- Passage
- - - -

Affirmative Dynamic Psychotherapy With Gay Men. Edited by Carlton Cornett. Northvale, NJ: Aronson, 1993, 264 pp., $35.00.

Review by:
Susan Carole Vaughan

Affirmative Dynamic Psychotherapy with Gay Men is a highly effective edited volume that moves from a review and broad theoretical reframing of traditional psychoanalytic views on male homosexuality to a discussion of specific topics relevant to psychodynamic psychotherapy with gay men.

Analysts, because they believed that homosexual object choice was based on intrapsychic conflict, have frequently viewed change in sexual orientation as the goal of treatment for gay patients. The authors in this volume do not equate homosexuality with psychopathology per se. “Affirmative” psychotherapy means that heterosexual and homosexual orientations are viewed by the therapist as equally desirable, valid, and potentially healthy, a perspective often lacking both in society and amongmental health clinicians. The focus of affirmative dynamic treatment is on the resolution of intrapsychic conflict, repair of self-esteem, and consolidation of identity that lead to improved capacity for interpersonal relations, intimacy, and sexual fulfillment. As with heterosexuals, psychodynamic treatment is not undertaken with a specific agenda or bias on the part of the therapist regarding what the patient should become.

A prominent theme throughout the early chapters (1-3) is the need for clinicians to recognize the negative developmental and intrapsychic impact associated with growing up homosexual in a heterosexual culture characterized by widespread homophobia. Frequent developmental events for gay men include paternal withdrawal in childhood, as fathers perceive their homosexual sons as “different,” and alienation from largely heterosexual peer groups that demand conformity in adolescence. Internalization of social bias often leads gay men to suppress and deny homosexual longings and makes self-acknowledgment of homosexuality painfully ego-dystonic. Delayed self-awareness frequently impedes identity consolidation and slows the development of intimate relationships.

- - - -

- Activity 1
Answer these questions from the review, each on its own line:
(a) How many pages does the volume have?
(b) What does "affirmative" psychotherapy mean in the review?
(c) Which chapters share the theme of the harm of growing up homosexual in a homophobic culture?
- Activity 2
List every aim that the review names as the focus of affirmative dynamic treatment.

- - - -

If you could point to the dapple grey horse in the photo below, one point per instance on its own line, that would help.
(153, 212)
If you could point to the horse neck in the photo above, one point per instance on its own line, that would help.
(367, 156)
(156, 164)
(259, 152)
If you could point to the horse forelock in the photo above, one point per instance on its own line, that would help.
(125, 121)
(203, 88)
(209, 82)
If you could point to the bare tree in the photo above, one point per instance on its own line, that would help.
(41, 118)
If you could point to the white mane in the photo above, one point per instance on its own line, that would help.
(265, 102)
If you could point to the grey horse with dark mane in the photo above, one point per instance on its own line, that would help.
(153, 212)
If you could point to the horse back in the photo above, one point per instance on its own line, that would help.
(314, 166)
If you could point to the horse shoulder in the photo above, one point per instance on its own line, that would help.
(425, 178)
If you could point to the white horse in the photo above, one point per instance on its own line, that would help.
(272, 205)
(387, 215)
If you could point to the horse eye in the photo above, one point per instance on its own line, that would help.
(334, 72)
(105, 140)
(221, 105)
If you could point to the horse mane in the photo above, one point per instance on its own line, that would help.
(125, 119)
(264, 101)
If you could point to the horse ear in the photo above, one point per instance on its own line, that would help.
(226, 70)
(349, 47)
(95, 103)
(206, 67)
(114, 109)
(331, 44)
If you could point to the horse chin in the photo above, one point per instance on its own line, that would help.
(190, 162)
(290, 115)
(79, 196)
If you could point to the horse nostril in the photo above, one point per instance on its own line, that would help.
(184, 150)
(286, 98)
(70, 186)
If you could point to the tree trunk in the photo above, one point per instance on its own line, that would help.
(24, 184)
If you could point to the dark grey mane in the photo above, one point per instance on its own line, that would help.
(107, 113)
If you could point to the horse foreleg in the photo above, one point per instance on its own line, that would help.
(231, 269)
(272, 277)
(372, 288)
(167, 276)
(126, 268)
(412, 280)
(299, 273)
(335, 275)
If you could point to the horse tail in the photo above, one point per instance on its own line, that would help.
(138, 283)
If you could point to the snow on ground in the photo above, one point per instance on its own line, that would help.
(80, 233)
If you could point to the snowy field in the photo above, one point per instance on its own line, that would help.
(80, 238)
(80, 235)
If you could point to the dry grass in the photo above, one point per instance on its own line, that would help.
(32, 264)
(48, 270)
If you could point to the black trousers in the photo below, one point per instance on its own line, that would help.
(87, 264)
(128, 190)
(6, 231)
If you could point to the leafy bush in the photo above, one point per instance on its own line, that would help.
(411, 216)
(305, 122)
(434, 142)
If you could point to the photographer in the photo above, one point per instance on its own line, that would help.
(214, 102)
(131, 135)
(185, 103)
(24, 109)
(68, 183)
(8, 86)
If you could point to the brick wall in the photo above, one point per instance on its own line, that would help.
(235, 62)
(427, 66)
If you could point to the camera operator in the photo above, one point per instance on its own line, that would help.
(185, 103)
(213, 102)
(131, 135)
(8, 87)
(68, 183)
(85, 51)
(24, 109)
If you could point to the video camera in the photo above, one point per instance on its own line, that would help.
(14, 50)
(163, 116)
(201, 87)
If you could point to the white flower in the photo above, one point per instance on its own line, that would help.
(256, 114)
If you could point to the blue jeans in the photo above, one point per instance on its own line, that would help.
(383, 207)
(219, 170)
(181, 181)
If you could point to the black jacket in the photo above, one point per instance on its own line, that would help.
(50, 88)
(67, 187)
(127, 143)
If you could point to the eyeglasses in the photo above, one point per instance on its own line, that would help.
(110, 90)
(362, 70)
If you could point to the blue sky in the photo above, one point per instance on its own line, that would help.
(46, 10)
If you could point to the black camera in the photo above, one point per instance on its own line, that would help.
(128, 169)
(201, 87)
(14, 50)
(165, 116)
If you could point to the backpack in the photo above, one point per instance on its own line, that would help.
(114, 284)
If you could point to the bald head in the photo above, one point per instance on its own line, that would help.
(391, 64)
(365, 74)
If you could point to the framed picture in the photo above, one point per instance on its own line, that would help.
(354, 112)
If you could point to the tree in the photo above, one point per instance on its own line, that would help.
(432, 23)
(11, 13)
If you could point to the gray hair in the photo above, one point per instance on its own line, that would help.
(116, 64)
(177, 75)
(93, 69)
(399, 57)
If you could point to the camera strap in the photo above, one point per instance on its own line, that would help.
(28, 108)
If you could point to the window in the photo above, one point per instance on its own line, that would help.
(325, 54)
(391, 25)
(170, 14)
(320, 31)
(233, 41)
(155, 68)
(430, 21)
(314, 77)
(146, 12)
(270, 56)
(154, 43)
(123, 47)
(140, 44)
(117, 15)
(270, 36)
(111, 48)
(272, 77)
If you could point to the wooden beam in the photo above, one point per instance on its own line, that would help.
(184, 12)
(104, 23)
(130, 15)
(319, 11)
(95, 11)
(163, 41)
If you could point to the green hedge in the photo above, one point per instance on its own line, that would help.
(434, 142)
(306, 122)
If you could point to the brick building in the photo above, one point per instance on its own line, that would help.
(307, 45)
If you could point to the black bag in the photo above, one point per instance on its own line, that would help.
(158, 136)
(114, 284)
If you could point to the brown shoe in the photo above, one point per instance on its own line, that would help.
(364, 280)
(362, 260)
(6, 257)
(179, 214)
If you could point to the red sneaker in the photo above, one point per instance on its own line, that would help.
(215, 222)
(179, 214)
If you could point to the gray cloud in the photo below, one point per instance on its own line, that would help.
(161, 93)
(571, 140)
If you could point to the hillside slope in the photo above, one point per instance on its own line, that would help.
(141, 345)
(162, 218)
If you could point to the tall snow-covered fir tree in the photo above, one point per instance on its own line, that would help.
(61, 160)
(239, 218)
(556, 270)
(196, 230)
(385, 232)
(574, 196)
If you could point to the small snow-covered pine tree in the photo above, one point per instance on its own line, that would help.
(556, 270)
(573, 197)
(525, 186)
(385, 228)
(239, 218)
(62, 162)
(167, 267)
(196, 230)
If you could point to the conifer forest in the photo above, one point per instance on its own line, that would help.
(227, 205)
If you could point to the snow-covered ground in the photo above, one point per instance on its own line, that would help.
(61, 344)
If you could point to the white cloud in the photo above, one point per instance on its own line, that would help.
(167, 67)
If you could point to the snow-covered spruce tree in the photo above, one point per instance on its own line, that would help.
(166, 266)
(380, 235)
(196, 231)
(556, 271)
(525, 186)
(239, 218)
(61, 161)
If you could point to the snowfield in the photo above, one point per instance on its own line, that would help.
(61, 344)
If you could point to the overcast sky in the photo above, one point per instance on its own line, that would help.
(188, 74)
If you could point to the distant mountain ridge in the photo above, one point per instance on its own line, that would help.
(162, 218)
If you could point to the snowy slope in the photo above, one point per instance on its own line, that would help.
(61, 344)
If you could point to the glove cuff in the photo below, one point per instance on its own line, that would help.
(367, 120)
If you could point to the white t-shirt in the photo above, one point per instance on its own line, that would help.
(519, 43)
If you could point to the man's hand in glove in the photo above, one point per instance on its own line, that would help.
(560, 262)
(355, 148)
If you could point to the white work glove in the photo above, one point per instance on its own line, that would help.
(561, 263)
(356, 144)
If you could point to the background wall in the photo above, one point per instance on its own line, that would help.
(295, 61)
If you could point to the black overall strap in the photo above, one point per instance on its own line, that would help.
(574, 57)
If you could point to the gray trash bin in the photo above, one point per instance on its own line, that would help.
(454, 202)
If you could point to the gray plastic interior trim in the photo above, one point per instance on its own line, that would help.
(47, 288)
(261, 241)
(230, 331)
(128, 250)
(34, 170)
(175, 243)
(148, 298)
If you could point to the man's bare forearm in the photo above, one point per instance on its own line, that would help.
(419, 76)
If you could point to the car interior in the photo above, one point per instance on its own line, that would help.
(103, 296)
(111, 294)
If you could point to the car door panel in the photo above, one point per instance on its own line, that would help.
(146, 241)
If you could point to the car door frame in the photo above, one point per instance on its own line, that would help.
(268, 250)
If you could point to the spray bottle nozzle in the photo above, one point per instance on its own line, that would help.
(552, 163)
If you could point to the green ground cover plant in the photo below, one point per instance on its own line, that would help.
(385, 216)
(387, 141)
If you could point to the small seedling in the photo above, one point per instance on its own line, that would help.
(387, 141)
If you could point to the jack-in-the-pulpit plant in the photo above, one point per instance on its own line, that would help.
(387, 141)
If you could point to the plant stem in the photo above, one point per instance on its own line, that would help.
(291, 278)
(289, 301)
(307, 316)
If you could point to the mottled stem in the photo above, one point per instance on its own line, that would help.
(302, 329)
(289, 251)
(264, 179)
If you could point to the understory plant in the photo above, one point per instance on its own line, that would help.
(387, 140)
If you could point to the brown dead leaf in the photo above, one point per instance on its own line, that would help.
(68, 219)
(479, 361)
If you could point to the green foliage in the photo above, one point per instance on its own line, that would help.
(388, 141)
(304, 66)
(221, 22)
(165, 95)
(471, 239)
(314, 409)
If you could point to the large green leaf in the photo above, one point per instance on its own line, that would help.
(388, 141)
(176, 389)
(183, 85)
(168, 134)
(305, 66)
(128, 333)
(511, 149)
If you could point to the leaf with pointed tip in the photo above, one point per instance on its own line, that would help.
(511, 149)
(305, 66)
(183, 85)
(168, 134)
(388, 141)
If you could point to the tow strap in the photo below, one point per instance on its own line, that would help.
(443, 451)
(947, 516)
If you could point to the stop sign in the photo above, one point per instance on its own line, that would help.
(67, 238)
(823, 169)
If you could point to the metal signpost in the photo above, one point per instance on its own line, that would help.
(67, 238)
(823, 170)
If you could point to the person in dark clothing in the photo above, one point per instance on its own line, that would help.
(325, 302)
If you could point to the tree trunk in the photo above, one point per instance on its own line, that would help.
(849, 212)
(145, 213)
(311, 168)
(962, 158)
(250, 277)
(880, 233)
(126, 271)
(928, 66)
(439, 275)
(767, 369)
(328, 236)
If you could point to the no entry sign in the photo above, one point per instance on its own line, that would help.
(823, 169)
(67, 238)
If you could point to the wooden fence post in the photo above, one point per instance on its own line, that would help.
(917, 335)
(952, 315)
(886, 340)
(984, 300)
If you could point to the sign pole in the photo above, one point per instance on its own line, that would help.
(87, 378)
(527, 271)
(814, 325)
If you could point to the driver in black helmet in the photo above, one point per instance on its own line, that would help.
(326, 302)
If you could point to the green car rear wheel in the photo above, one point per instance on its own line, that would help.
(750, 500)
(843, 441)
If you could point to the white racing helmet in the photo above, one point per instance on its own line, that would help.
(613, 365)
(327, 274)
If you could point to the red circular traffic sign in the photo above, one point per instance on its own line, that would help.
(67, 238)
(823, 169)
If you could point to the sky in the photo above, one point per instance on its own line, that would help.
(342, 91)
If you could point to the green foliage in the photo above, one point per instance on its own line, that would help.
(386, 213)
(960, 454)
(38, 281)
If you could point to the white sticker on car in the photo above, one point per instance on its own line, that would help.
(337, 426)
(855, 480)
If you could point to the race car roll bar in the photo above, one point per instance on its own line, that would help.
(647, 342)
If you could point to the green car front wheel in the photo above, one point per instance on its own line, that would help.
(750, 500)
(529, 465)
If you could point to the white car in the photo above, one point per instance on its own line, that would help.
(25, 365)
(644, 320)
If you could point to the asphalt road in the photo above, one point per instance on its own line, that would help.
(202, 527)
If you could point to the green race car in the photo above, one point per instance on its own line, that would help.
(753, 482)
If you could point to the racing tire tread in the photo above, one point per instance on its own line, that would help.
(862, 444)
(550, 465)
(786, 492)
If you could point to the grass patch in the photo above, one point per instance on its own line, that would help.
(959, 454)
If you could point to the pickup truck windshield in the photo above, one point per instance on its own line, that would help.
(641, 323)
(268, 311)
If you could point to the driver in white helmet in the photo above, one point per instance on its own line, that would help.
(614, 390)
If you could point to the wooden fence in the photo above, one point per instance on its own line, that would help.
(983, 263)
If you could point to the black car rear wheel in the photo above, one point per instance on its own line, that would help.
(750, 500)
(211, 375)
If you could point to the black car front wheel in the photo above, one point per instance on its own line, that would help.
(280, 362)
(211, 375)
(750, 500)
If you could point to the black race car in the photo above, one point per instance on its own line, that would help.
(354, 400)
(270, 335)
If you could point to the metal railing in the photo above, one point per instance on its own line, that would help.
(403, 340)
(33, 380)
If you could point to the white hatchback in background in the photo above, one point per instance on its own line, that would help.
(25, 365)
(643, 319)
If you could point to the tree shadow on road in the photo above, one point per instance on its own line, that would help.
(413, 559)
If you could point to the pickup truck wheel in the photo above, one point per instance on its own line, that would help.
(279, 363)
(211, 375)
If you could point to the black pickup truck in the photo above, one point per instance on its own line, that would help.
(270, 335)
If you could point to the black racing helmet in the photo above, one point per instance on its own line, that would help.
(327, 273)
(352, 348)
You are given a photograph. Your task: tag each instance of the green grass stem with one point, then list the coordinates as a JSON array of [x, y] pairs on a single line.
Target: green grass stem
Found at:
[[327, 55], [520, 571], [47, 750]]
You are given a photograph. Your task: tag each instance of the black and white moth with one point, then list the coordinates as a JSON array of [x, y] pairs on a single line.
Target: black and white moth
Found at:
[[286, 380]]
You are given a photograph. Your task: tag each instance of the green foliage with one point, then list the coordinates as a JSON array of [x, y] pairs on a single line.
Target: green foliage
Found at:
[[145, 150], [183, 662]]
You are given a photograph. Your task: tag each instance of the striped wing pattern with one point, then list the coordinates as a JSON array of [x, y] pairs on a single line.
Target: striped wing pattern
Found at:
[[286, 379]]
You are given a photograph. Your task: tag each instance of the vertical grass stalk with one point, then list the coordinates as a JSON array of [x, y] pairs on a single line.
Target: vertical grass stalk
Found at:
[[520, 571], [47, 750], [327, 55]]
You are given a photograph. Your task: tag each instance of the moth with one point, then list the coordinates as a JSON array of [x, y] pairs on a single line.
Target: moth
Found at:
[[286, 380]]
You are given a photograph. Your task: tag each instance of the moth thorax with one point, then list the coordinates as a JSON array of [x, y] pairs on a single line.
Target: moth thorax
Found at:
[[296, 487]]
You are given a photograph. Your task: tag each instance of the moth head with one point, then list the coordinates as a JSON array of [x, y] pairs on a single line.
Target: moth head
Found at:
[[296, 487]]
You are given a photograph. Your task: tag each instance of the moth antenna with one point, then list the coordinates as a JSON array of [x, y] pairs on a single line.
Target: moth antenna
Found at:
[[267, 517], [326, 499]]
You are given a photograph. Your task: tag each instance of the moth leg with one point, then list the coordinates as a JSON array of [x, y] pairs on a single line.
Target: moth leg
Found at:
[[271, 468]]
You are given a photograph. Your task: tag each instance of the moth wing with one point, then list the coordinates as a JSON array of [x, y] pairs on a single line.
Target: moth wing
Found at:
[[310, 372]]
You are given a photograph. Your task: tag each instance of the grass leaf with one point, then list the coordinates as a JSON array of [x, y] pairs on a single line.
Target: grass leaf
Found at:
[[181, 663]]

- - - -

- Task solution 1
(a) 264 pages.
(b) The therapist views heterosexual and homosexual orientations as equally desirable, valid, and potentially healthy.
(c) Chapters 1-3.

- Task solution 2
- Resolution of intrapsychic conflict
- Repair of self-esteem
- Consolidation of identity